== Segment start ==

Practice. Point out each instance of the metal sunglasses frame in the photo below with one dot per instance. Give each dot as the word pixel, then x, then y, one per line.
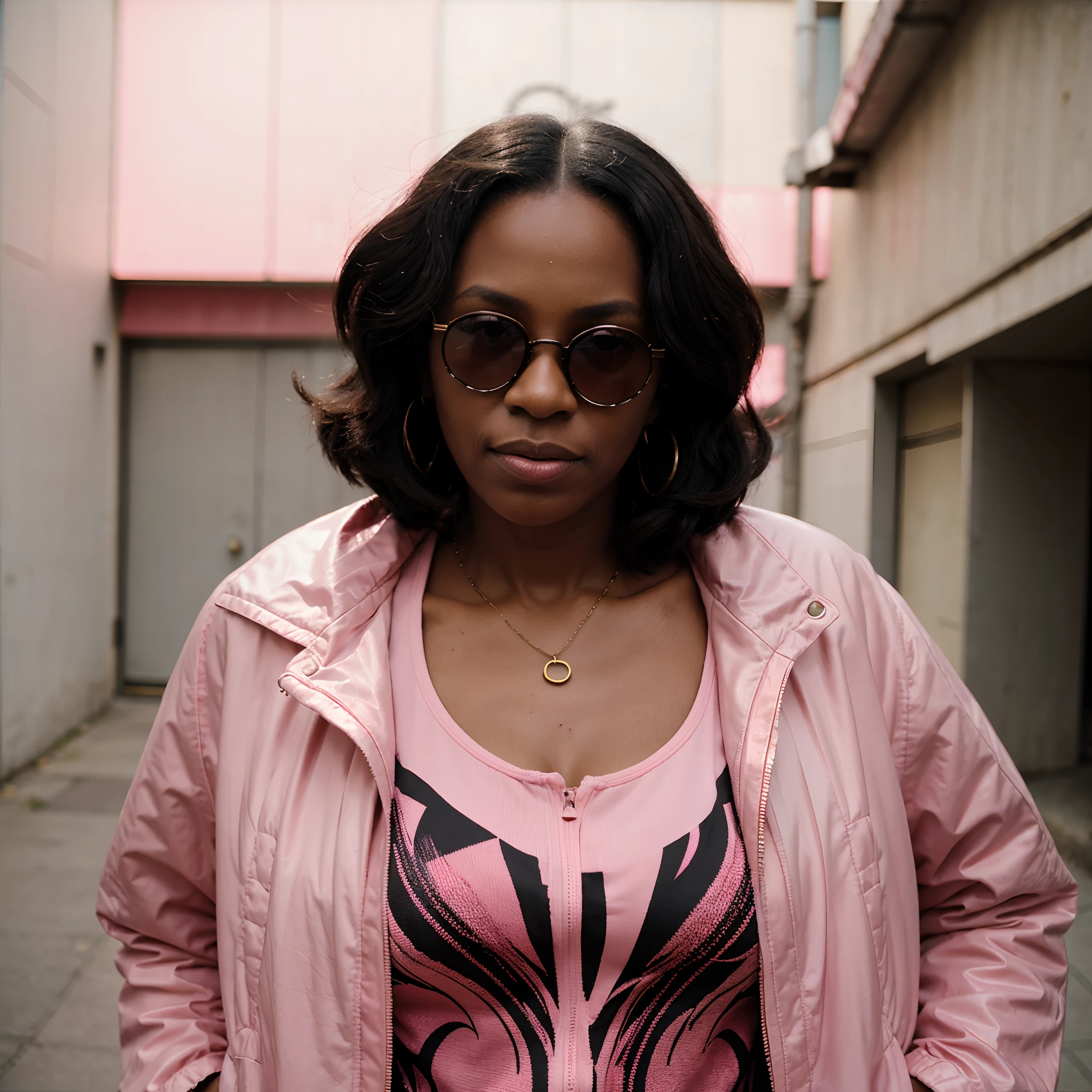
pixel 443 328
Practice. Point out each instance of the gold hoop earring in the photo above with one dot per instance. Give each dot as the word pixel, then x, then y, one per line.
pixel 405 439
pixel 675 463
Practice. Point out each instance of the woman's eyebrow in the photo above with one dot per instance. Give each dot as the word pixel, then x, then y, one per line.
pixel 493 296
pixel 608 309
pixel 593 312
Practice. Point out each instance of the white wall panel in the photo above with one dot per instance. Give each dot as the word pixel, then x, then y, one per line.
pixel 491 51
pixel 58 408
pixel 757 92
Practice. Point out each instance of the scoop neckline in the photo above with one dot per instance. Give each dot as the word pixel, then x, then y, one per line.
pixel 678 738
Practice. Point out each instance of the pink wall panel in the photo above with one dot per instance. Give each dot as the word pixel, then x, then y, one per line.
pixel 759 226
pixel 768 380
pixel 357 114
pixel 189 173
pixel 256 137
pixel 249 311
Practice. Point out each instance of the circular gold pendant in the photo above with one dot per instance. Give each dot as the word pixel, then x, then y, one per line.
pixel 560 663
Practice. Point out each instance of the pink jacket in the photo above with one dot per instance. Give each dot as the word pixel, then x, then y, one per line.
pixel 911 904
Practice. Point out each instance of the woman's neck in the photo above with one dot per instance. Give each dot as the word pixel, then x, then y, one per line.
pixel 541 564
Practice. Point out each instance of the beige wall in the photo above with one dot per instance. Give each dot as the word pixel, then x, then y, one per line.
pixel 58 407
pixel 708 82
pixel 993 154
pixel 948 236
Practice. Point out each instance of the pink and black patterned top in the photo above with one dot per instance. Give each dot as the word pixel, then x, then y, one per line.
pixel 548 938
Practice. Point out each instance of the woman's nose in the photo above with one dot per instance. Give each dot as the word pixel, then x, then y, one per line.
pixel 542 389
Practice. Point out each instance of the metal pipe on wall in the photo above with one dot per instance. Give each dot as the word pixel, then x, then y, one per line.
pixel 801 293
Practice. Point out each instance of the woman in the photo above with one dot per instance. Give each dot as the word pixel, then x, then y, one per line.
pixel 551 767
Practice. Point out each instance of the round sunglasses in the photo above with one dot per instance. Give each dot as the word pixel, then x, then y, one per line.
pixel 606 366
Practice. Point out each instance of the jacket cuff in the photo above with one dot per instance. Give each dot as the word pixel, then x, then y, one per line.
pixel 937 1075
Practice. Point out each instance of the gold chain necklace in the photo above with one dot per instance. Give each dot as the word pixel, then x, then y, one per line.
pixel 553 657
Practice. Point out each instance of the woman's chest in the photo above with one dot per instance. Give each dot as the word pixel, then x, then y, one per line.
pixel 630 685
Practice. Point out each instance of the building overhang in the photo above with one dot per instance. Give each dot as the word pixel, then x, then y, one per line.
pixel 901 43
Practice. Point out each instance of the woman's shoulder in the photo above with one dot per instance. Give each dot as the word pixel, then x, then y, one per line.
pixel 319 572
pixel 777 555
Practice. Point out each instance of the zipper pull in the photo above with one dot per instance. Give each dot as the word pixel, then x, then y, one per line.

== Segment end ==

Work required
Return each line of the material exactly as written; exclude the pictures.

Your solution
Practice. Point out each instance of the metal sunglasses frame in the photo below with one dot per instance. Give each dot as the word pixel, then x, then y, one per line.
pixel 443 328
Practice. Point out each instance of the gold hoop earring in the photo above with one dot per instance. Give each dot as the word pixel, then x, then y, one per line.
pixel 405 439
pixel 675 463
Practice. Point out each instance of the woman's eyebrow in the photo above with one dot per instance. Give each dot as the word pixel, then x, then y, one per line.
pixel 493 296
pixel 608 309
pixel 593 312
Practice. Point out each instance of the white wall panel in the photo above with one dot per instance. Give each dot as the word pixel, then x, then y, one per line.
pixel 491 51
pixel 58 408
pixel 757 92
Practice. Point out each instance of the scoop neckline in the photo above with one dot per instance. Give each dot as the word pixel, then x, then y, one per line.
pixel 678 738
Practice. Point out each instance of the pink wall panel in the photo above with one dot per instance. Give each dot as the word pixel, then x, then y, one per line.
pixel 759 226
pixel 768 380
pixel 357 114
pixel 189 173
pixel 256 137
pixel 249 311
Practice. Point out each instance of the circular gold pendant in the photo above with one dot per instance. Give each dot as the word pixel, then x, then y, one per line.
pixel 560 663
Practice. Point out each instance of the pink jacket in the photo above with one dot per instance. Give each dot as the word pixel, then x, then y, one per line.
pixel 911 904
Practice. Point out each instance of the woman's neck in the photo above with one dot per instance. Give each dot as the word pixel, then x, then y, one per line.
pixel 541 564
Practice. Point out each instance of the beige wall in the photo above with one dot per instance. Give each dot as the word pixel, then x, then y, one per line.
pixel 58 407
pixel 708 82
pixel 993 154
pixel 948 236
Practice. Point out each instance of the pink and black patterned top in the photo above with one dot per instance. Give each dot as the word pixel, then x, then y, one per line.
pixel 548 938
Practice. Point out each instance of the woman's nose in the photo above with one dot per instance. Give each dot as the word pixel, then x, then y, one per line.
pixel 542 389
Practice. Point out each instance of the metal pipe on wall in the photo above with one dot per instance. Give each dot as the word pixel, then x, then y, one per line.
pixel 801 293
Practice. Point out each instance of the woman in the photo above with one dot per instance. Give each dot as the word pixel, then x, then y, one per line.
pixel 551 767
Practice. Point out each instance of the round sunglasses in the photo above with one dot per instance. Give each dot as the word pixel, then x, then y, one per line.
pixel 606 366
Practice. Point out each instance of the jacket cuff in the photo above with one dot per instance. Give each dot as the word pixel, then x, then y, one per line.
pixel 937 1075
Practice. Point out each instance of the gold chain necklace in the photo above with one dot per instance. Give each dot as the word pixel, then x, then y, one per line.
pixel 553 657
Practice. Point out each instance of the woman's chest in the photo above with one dot per instance. Give each dot as the word pixel, then x, then y, one per line.
pixel 630 685
Practice. Point out each instance of the building overhang in the photo above with one dot per instance. Give each dot as the word pixel, then x, then y, one per line.
pixel 901 43
Practice. Point out each instance of the woman's shoulder in the photo above with one dot per instance. Give each dot as the word pixel, then x, then y, one per line.
pixel 319 572
pixel 777 555
Practice. Point out each instance of the zipper pull in the photo above with one dot per instance. Give each dot as the word pixel, then x, then y, one per line.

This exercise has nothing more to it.